- **Task details**
Give again every line from the one with "Where can the off-road" through the last line of the data, exactly, and leave out the lines before it.

- **Data shown**
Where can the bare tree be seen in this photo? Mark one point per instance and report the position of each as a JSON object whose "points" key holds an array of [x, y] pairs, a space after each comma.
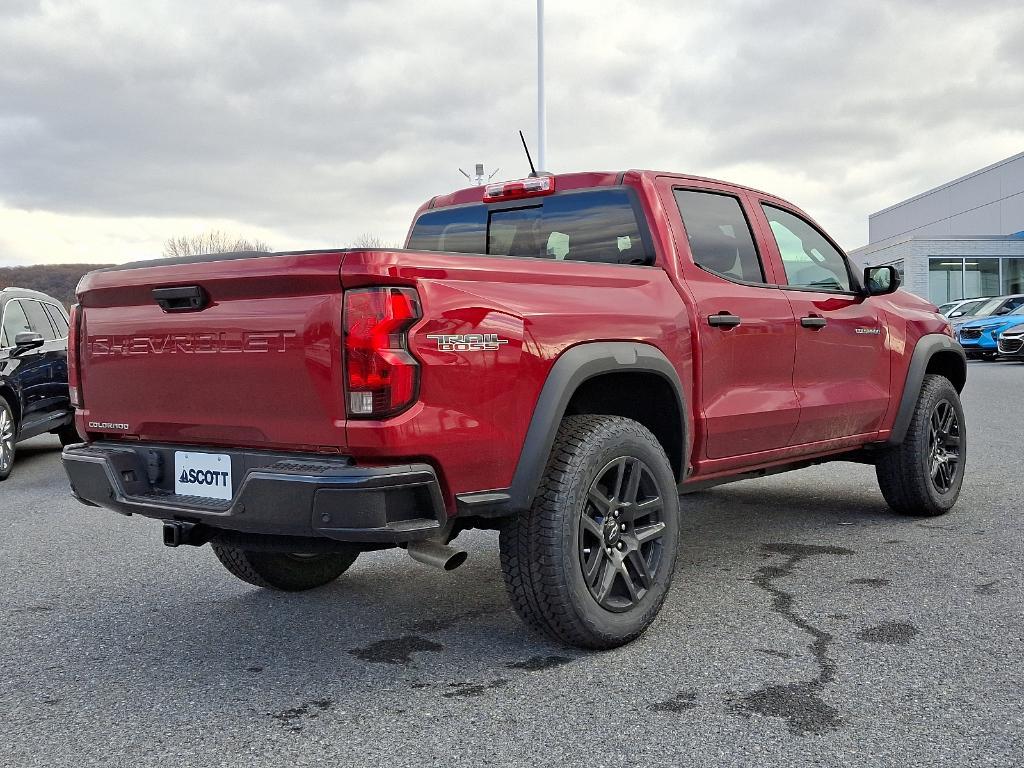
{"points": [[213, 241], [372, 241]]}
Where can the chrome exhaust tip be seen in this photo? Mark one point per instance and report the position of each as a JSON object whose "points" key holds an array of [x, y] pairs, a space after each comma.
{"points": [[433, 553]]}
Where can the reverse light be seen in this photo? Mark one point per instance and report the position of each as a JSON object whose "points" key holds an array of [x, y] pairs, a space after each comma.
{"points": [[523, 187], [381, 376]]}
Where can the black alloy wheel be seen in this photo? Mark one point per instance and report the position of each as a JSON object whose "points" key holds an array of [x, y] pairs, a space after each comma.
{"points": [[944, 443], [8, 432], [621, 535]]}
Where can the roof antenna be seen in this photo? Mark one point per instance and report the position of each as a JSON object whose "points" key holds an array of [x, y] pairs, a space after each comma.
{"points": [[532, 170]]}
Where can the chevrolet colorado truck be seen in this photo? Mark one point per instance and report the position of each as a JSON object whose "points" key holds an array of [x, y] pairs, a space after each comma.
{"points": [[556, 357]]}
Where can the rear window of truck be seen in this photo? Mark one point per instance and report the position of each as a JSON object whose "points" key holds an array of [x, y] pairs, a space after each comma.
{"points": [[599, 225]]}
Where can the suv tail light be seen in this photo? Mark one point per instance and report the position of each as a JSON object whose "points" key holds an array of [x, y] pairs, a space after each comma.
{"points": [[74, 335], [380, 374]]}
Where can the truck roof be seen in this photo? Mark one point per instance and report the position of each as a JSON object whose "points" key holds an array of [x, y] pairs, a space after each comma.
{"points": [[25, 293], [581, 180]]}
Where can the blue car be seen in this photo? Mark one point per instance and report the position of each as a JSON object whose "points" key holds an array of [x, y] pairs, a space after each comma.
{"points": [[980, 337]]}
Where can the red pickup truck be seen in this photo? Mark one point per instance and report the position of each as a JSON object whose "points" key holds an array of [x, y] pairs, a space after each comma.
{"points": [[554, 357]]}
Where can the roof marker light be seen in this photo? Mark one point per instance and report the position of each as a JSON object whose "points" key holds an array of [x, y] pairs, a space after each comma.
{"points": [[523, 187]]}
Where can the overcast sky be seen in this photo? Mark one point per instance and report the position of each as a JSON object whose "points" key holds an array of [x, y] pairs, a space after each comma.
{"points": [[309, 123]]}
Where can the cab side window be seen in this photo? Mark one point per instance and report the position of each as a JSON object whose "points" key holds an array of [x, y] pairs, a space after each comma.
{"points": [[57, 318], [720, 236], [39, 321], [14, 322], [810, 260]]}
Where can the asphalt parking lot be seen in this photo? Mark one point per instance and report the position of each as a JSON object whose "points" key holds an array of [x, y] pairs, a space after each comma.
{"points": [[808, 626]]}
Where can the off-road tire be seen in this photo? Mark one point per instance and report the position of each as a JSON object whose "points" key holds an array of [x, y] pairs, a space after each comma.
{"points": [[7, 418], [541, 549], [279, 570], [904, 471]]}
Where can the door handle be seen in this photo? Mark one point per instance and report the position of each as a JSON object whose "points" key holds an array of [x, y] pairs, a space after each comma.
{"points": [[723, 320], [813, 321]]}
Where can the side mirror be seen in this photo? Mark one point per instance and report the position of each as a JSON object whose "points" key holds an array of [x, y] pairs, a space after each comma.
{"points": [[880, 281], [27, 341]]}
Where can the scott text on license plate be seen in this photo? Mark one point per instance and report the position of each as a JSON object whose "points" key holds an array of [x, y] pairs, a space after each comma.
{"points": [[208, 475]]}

- **Task output**
Where can the off-road tire be seen in this photo? Mark one point per instance and report the position of each as a JSON object whose "points" key holds an array of [x, y] pairs, a space after each comma.
{"points": [[7, 418], [541, 549], [279, 570], [904, 471]]}
Where can the door handle be seen in this photo? Mark one point per instance and report the position of each as a JSON object whose "points" key holds an array of [x, y] pairs, a space after each comma.
{"points": [[723, 320], [813, 321]]}
Where can the side mirror be seen in this photo? Mark one point per instance and report the position of each as a JSON object whose "points" key holds an array of [x, y] pairs, a space after each comma.
{"points": [[880, 281], [27, 341]]}
Where can the scott text on license plate be seen in this photo? Mark one point per instance and report the position of each as a JSON object whose "points" key holds an array of [x, y] pairs, a space after each comma.
{"points": [[208, 475]]}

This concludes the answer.